EXERCISE OBJECTIVE:
Write out word for word everything in the material below, from the line containing "Locate standing man" down to the line containing "[230,345,316,454]", including both of those lines.

(Annotated coordinate records)

---------------

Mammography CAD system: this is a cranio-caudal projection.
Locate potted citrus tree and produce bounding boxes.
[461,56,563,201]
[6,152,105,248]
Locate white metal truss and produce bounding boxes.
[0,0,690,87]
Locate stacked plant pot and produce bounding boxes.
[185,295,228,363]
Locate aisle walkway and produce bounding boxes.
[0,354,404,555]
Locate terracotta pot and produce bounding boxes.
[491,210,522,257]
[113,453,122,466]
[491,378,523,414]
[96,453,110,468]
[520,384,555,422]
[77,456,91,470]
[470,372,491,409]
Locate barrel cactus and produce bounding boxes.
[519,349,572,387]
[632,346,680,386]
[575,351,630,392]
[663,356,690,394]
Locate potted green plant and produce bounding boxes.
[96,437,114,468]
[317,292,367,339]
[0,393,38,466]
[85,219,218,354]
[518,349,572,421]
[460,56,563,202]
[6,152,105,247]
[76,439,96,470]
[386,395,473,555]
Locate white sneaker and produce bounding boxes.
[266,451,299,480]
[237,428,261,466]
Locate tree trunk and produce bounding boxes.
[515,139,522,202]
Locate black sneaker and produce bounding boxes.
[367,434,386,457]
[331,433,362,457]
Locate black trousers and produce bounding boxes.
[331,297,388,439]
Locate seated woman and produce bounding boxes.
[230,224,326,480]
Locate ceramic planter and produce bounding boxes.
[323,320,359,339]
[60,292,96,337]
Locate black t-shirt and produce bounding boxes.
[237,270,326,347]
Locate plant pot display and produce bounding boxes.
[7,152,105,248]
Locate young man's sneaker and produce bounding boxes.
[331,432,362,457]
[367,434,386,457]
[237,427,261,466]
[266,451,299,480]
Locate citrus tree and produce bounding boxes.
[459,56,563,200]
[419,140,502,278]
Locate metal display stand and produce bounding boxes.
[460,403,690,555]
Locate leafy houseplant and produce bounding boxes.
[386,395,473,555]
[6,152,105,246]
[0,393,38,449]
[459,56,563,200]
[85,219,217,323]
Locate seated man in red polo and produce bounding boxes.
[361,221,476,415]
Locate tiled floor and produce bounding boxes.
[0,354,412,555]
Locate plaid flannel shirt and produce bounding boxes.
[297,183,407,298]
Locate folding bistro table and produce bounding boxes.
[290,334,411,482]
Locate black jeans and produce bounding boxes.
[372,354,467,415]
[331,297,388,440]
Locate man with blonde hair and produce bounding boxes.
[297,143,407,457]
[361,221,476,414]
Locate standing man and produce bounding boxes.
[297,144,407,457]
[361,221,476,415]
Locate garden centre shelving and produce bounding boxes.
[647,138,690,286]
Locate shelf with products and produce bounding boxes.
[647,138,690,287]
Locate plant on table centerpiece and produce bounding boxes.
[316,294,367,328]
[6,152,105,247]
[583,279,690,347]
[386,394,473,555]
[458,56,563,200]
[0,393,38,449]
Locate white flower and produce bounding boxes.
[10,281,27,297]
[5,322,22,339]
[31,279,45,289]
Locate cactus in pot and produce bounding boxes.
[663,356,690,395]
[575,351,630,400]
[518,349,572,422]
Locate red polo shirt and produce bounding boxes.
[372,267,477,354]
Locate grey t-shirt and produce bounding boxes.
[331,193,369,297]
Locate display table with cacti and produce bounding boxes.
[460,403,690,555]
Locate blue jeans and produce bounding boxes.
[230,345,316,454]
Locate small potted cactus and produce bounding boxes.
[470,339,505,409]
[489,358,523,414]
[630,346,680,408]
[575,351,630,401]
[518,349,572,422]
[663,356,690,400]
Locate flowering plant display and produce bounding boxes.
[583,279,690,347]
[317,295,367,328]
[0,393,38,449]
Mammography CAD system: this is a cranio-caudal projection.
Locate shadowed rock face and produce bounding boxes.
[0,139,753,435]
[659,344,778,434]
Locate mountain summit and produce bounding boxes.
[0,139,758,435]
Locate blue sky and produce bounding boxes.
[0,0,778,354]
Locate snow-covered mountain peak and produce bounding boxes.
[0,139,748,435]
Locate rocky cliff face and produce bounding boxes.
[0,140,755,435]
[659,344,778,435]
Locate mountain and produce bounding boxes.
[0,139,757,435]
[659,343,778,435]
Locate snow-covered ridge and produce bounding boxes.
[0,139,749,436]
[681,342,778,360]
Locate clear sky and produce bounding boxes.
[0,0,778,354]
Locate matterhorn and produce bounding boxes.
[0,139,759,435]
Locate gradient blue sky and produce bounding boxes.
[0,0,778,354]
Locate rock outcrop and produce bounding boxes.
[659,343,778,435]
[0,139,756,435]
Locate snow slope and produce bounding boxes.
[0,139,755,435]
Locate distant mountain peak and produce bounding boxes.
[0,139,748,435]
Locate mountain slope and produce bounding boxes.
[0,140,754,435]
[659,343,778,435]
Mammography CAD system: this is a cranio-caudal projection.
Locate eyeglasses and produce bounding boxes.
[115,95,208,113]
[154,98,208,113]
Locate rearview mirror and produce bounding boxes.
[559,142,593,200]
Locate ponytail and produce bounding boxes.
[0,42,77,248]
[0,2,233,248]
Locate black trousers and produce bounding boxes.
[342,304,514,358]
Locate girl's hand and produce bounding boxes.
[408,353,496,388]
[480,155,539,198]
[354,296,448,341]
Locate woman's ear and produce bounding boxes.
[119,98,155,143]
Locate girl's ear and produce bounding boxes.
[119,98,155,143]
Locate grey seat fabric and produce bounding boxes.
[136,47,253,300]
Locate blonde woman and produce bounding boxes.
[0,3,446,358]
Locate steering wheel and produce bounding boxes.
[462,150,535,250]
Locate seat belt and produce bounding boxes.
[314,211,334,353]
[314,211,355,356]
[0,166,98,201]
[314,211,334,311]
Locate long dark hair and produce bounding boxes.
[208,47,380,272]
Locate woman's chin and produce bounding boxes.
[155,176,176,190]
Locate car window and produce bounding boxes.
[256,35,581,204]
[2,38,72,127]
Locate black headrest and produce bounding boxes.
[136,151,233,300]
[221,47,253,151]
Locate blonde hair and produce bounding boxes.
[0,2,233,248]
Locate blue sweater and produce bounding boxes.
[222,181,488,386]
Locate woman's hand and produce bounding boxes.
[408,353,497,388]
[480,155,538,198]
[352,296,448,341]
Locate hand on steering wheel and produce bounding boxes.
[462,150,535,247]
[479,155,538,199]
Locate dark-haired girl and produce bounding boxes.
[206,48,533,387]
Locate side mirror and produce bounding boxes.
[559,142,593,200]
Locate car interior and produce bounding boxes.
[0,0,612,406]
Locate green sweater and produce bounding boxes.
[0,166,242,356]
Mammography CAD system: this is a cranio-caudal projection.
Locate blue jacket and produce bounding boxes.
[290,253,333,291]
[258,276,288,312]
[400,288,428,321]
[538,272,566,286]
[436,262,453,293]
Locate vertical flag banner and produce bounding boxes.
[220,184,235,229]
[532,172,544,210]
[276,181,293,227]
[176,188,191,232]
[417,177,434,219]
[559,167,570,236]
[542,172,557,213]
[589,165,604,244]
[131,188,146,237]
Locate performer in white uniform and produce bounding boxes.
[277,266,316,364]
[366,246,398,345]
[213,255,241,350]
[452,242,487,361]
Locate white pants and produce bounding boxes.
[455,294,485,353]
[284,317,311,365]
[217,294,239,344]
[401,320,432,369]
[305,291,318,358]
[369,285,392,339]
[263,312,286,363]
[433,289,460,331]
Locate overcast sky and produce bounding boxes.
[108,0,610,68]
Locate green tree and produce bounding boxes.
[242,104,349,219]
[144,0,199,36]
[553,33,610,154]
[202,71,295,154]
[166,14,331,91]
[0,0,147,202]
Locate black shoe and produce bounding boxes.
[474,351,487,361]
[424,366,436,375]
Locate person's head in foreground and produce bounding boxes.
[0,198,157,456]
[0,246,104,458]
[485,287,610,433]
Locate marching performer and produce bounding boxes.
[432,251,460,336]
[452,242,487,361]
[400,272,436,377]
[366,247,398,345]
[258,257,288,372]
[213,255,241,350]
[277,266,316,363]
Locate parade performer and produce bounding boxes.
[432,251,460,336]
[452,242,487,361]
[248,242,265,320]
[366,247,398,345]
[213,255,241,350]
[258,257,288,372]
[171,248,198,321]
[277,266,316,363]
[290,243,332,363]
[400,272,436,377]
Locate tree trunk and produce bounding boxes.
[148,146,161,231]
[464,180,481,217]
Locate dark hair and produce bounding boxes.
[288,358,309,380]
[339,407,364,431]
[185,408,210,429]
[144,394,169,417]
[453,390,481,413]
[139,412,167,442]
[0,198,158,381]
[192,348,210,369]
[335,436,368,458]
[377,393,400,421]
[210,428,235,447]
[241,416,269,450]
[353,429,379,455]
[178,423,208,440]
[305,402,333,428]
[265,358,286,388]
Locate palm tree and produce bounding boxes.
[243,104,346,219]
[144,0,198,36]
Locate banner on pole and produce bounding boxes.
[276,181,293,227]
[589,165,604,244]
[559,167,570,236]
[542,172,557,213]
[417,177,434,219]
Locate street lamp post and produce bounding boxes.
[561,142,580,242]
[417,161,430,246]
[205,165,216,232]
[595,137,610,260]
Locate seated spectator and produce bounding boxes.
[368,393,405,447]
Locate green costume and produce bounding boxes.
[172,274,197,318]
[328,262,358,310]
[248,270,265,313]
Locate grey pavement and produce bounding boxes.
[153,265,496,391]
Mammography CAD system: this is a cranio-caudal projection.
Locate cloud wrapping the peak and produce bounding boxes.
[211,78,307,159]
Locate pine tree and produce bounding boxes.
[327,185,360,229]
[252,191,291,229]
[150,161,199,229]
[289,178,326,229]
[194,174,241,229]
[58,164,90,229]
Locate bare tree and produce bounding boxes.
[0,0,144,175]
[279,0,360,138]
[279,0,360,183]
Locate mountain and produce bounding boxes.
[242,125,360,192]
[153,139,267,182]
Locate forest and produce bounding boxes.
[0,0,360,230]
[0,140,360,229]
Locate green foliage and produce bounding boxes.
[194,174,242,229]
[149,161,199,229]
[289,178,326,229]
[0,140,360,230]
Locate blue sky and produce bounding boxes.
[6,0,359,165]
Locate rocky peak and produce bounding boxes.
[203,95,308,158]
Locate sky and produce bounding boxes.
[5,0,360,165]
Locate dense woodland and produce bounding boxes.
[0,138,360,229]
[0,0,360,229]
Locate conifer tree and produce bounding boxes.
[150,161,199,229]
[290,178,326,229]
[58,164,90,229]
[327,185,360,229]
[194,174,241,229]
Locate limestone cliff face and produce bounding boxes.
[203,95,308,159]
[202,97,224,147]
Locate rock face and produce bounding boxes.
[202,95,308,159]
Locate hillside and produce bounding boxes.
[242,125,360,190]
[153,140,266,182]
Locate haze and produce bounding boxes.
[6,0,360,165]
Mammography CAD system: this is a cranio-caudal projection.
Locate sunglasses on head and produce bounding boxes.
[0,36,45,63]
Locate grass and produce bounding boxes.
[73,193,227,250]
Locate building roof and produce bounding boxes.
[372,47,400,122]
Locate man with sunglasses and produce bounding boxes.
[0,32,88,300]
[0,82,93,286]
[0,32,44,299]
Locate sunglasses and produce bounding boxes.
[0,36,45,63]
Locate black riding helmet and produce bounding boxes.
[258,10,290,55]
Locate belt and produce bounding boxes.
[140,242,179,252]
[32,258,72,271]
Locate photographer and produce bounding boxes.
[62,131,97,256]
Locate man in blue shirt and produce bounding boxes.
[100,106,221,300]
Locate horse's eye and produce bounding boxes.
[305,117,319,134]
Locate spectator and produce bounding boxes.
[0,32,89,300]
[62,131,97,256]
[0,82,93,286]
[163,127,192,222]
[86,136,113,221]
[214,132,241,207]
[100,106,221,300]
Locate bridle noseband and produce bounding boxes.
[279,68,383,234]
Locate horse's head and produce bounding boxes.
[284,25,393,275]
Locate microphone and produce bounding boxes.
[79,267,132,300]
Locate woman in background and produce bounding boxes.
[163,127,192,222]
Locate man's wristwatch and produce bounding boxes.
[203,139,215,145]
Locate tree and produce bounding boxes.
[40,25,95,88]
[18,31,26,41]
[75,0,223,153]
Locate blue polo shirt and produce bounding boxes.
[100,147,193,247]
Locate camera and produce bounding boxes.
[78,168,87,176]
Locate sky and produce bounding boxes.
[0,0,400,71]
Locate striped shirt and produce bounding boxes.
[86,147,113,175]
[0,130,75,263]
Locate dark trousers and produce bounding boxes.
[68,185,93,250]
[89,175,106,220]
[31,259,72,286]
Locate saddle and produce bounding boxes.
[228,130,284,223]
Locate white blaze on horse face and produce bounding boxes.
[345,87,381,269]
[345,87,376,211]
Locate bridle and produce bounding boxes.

---------------

COMPLETE ANSWER:
Locate standing man and produce bounding boxes.
[297,144,407,457]
[361,221,476,415]
Locate garden centre shelving and produce bounding boxes.
[647,138,690,286]
Locate shelf with products and produce bounding boxes.
[647,138,690,287]
Locate plant on table centerpiece and produce bounding boxes.
[316,294,367,328]
[6,152,105,247]
[583,279,690,347]
[386,394,473,555]
[458,56,563,200]
[0,393,38,449]
Locate white flower and produce bounding boxes.
[10,281,27,297]
[5,322,22,339]
[31,279,45,289]
Locate cactus in pot and produce bounding boxes.
[663,356,690,395]
[575,351,630,400]
[518,349,572,422]
Locate red polo shirt and produce bounding boxes.
[372,267,477,354]
Locate grey t-shirt and produce bounding boxes.
[331,193,369,297]
Locate display table with cacti and produce bounding boxes.
[460,403,690,555]
Locate blue jeans and produce bounding boxes.
[230,345,316,454]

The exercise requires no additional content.